# Natural language region descriptions:
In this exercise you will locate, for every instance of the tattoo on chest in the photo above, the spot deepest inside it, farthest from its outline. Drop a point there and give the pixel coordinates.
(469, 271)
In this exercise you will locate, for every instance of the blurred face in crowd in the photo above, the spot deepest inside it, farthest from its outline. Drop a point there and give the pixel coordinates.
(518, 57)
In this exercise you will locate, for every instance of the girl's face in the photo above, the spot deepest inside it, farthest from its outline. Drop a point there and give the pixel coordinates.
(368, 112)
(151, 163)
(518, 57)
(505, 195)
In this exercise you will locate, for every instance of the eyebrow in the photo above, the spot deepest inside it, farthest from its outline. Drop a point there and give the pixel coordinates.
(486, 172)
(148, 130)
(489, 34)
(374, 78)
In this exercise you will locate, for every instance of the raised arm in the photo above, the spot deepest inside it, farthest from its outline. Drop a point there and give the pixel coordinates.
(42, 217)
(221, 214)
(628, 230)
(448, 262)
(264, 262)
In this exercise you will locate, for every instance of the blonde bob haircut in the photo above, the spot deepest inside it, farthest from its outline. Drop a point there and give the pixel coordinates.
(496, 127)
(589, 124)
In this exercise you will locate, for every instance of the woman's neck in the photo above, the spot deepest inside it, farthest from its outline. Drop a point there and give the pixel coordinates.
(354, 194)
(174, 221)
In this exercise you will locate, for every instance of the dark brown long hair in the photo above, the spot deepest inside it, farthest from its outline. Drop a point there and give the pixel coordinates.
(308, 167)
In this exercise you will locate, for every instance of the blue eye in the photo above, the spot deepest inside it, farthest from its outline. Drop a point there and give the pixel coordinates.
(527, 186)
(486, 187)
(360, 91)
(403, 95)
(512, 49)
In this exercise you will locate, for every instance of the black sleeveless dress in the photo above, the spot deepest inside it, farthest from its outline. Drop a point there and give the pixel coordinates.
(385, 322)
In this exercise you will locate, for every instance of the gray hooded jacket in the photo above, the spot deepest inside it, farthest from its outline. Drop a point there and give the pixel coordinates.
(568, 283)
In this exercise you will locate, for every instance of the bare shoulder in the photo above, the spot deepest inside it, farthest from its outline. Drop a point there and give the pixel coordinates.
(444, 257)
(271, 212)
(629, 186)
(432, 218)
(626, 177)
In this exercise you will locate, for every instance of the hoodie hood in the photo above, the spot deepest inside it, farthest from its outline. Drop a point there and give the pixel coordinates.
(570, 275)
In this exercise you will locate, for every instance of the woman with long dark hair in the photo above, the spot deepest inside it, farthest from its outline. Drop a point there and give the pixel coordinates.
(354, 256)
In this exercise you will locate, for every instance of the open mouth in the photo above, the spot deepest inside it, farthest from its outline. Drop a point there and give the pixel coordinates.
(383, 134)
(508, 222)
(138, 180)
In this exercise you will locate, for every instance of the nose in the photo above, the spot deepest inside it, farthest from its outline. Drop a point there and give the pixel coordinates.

# ACTION ITEM:
Set the records above down again, exactly as they read.

# RESPONSE:
In this exercise you will locate, for every instance of the tattoo on chest in the photo above, the spot deepest inside it, farthest from its outline. Drop a point there and give the pixel coordinates.
(469, 271)
In this exercise you will locate, for every instance of the blurred face in crowd in the photo above, the spot deepest inside it, farthest from its outline. Drop a point there and give the pixel coordinates.
(518, 57)
In this exercise you will locate, for every instance of the girl's face in the photo above, the spot deepest inside it, farthest from its outline. Drop a point there and give the pixel coordinates.
(368, 112)
(151, 163)
(518, 57)
(505, 195)
In this exercise you will locate, for every instance of the eyebrow in the photo above, the spot deepest inside it, farthest from its outline. Drop a point there and give the pixel coordinates.
(486, 172)
(148, 130)
(489, 34)
(374, 78)
In this exercise you will locate, for every instance of the raised arm in the photo above, the spot deepest inside it, farthest from its outline. Drop a point there and give the pixel coordinates.
(42, 217)
(221, 214)
(628, 230)
(448, 262)
(264, 262)
In this exercise you will locate, for every instance of the blonde bob haircut in the photo above, the spot deepest inside it, farthest from its outline. Drop a point there and give the pixel coordinates.
(496, 127)
(589, 124)
In this exercise you will locate, for every instance of the woman's neck in the photo above, the spot deepest inside it, farthest from its outline. Drop a point there and give the pixel coordinates.
(354, 194)
(174, 221)
In this exercise you will locate, for every instance of the dark brown long hair in the photo above, the spot deepest inside it, farthest from its outline. Drop a point there and give the pixel coordinates.
(308, 167)
In this exercise you will locate, for every instance of the blue eye in the photo above, the spot deepest inside it, farthest from its outline. Drop a point there and give the pixel coordinates.
(527, 186)
(486, 187)
(360, 91)
(403, 95)
(512, 49)
In this exercise you will locate, for every instance of the black sleeveless dress in the photo above, the spot deepest inside it, farthest from its outline. Drop a point there and give the pixel coordinates.
(385, 322)
In this exercise you will locate, for every instance of the gray hooded jacket in the photo above, the spot deepest inside it, farthest from its outline. Drop a point there and give the pixel coordinates.
(568, 283)
In this exercise you will locate, for every instance of the bare shoulder in the photo above, the spot deepest inside it, farthest from its outline. Drop a point there and give the pixel coordinates.
(444, 257)
(271, 212)
(629, 186)
(432, 218)
(626, 177)
In this exercise you will locate, for every instance of the hoodie hood in the photo above, the spot deepest inside it, farthest from its outline. Drop a point there and give the pixel coordinates.
(570, 275)
In this exercise you will locate, for every instance of the woman with long dark hair in the photo above, the spot deepest inside it, farthest from its outline. Drop a point there and give the pixel coordinates.
(354, 256)
In this exercise you will locate, for every instance of the open mouth in the photo above, the spot deepest inside it, farthest from its outline. Drop a point there and give the pixel coordinates.
(383, 134)
(508, 222)
(138, 180)
In this exercise you will locate, for every instance of the nose in the photo above, the spot deepest inside it, farthest from its outline. Drop a point there and give the pixel coordinates.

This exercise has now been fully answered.